Reproduce the records word for word. Start at the line that contains "# mark one dot per instance, written like column 688, row", and stop after the line that contains "Target: white pumpkin".

##### Data shown

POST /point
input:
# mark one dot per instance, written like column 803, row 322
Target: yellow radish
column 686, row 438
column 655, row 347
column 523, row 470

##########
##### Data shown

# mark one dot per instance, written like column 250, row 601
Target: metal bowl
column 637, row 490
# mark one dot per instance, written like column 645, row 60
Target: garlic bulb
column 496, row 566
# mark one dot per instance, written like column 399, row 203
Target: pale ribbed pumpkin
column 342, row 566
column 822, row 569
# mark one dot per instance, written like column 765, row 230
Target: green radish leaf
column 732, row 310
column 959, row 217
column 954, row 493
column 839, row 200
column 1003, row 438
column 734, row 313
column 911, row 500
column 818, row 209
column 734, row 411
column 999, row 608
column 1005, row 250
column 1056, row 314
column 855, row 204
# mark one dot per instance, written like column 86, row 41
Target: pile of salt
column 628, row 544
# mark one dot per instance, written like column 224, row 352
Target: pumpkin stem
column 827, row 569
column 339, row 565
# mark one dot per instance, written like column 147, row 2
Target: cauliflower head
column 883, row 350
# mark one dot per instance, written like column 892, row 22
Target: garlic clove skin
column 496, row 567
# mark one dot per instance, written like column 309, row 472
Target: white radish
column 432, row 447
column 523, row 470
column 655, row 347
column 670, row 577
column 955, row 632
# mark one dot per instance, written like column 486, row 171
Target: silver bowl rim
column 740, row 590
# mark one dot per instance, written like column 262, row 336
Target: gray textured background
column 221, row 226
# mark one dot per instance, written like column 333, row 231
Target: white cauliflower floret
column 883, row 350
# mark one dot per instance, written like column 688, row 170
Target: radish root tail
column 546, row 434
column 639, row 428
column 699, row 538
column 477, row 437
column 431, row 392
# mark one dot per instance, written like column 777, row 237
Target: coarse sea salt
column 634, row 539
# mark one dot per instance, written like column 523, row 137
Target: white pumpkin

##########

# [Final result]
# mark one dot per instance, written like column 688, row 170
Target: radish root tail
column 546, row 434
column 639, row 428
column 699, row 538
column 477, row 437
column 431, row 392
# mark one dot per instance, written like column 777, row 237
Target: coarse sea salt
column 634, row 539
# mark one dot per instance, written like column 523, row 137
Target: white pumpkin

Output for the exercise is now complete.